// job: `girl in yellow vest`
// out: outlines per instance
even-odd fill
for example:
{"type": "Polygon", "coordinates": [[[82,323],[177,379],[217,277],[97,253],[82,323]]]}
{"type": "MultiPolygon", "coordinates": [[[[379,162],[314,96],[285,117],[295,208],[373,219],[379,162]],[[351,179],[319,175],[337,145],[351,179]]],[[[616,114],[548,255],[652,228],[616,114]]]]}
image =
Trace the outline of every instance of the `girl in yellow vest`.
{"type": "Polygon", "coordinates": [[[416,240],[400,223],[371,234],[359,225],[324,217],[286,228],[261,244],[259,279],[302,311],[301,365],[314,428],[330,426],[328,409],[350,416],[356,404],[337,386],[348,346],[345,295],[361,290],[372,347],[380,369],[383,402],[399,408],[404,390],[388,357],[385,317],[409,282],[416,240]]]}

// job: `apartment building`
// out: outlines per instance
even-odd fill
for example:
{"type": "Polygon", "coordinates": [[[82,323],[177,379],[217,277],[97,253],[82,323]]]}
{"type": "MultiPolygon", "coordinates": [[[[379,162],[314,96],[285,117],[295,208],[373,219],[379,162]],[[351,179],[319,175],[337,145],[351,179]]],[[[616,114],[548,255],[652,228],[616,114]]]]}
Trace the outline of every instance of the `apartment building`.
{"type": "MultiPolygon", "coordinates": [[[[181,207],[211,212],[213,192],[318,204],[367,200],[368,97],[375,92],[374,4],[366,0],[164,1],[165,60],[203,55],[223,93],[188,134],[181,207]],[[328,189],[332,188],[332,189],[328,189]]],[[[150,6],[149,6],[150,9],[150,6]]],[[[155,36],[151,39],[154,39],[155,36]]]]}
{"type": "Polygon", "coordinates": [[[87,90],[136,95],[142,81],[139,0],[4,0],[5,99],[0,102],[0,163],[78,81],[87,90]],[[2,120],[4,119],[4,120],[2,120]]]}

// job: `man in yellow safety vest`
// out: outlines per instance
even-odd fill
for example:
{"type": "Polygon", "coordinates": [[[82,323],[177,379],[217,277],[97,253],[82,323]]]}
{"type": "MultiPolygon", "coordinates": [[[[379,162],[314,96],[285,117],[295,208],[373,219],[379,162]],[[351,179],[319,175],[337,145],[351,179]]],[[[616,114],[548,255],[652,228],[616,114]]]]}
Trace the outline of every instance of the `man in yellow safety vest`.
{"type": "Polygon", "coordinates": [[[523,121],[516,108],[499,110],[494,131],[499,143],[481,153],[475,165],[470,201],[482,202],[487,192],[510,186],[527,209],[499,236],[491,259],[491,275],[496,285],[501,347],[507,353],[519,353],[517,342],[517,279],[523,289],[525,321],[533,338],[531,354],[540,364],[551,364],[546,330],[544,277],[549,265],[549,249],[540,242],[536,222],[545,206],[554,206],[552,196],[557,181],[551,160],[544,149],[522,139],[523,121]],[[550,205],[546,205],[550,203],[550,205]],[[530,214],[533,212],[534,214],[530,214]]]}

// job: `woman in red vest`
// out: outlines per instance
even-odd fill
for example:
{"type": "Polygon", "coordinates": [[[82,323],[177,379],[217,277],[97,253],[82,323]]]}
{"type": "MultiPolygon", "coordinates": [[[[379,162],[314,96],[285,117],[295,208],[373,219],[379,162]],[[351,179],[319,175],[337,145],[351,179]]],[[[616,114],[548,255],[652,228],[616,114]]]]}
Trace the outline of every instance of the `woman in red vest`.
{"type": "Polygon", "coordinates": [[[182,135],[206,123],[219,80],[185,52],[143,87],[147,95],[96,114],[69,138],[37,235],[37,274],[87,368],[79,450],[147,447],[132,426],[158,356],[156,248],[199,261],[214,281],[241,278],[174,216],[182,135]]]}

==========

| Exercise objective |
Would you transcribe the listing word for word?

| Exercise response |
// job: `girl in yellow vest`
// out: outlines per instance
even-odd fill
for example:
{"type": "Polygon", "coordinates": [[[82,323],[177,379],[217,277],[97,253],[82,323]]]}
{"type": "MultiPolygon", "coordinates": [[[[379,162],[314,96],[285,117],[295,208],[373,219],[379,162]],[[351,179],[319,175],[337,145],[351,179]]],[[[616,114],[548,255],[652,228],[616,114]]]]}
image =
Trace the outline of every instance of the `girl in yellow vest`.
{"type": "Polygon", "coordinates": [[[416,240],[400,223],[371,234],[359,225],[324,217],[286,228],[261,244],[259,279],[302,311],[301,365],[314,428],[330,426],[328,409],[350,416],[356,404],[337,386],[348,346],[345,295],[361,290],[372,347],[380,369],[383,402],[399,408],[404,390],[388,357],[385,317],[409,282],[416,240]]]}

// job: `apartment building`
// out: outlines per instance
even-odd fill
for example:
{"type": "Polygon", "coordinates": [[[82,323],[177,379],[217,277],[97,253],[82,323]]]}
{"type": "MultiPolygon", "coordinates": [[[[379,162],[314,96],[285,117],[295,208],[373,219],[379,162]],[[351,179],[319,175],[337,145],[351,179]]],[[[616,114],[548,255],[652,228],[616,114]]]]}
Trace the outline of every instance of the `apartment building`.
{"type": "MultiPolygon", "coordinates": [[[[181,207],[211,212],[213,192],[318,204],[367,200],[368,97],[375,92],[374,4],[366,0],[164,1],[165,60],[203,55],[223,93],[188,134],[181,207]],[[328,189],[332,188],[332,189],[328,189]]],[[[150,6],[149,6],[150,9],[150,6]]],[[[155,36],[151,39],[154,39],[155,36]]]]}
{"type": "Polygon", "coordinates": [[[87,90],[136,95],[142,81],[139,0],[4,0],[5,99],[0,102],[0,163],[78,81],[87,90]],[[2,120],[4,119],[4,120],[2,120]]]}

// job: `man in yellow safety vest`
// out: outlines per instance
even-odd fill
for example:
{"type": "Polygon", "coordinates": [[[82,323],[177,379],[217,277],[97,253],[82,323]]]}
{"type": "MultiPolygon", "coordinates": [[[[379,162],[314,96],[285,117],[295,208],[373,219],[379,162]],[[351,179],[319,175],[337,145],[351,179]]],[[[616,114],[548,255],[652,228],[616,114]]]]}
Trace the outline of every instance of the `man in yellow safety vest`.
{"type": "Polygon", "coordinates": [[[523,121],[516,108],[499,110],[494,131],[499,143],[481,153],[475,165],[470,201],[482,202],[487,192],[510,186],[527,209],[499,236],[491,259],[491,275],[496,285],[501,347],[507,353],[519,353],[517,342],[517,279],[523,289],[525,321],[533,338],[531,354],[540,364],[551,364],[546,330],[544,277],[549,265],[549,249],[540,242],[536,222],[545,206],[554,206],[552,196],[557,181],[551,160],[544,149],[522,139],[523,121]],[[550,205],[546,205],[550,203],[550,205]],[[530,214],[533,212],[534,214],[530,214]]]}

// job: `woman in red vest`
// out: outlines per instance
even-odd fill
for example:
{"type": "Polygon", "coordinates": [[[82,323],[177,379],[217,277],[97,253],[82,323]]]}
{"type": "MultiPolygon", "coordinates": [[[[379,162],[314,96],[285,117],[295,208],[373,219],[379,162]],[[351,179],[319,175],[337,145],[351,179]]],[[[616,114],[548,255],[652,228],[616,114]]]]}
Trace the outline of every instance of the `woman in red vest`.
{"type": "Polygon", "coordinates": [[[182,135],[206,123],[219,80],[185,52],[143,87],[147,95],[96,114],[69,138],[37,235],[37,274],[87,368],[79,450],[147,447],[132,426],[158,356],[156,248],[199,261],[214,281],[241,278],[174,216],[182,135]]]}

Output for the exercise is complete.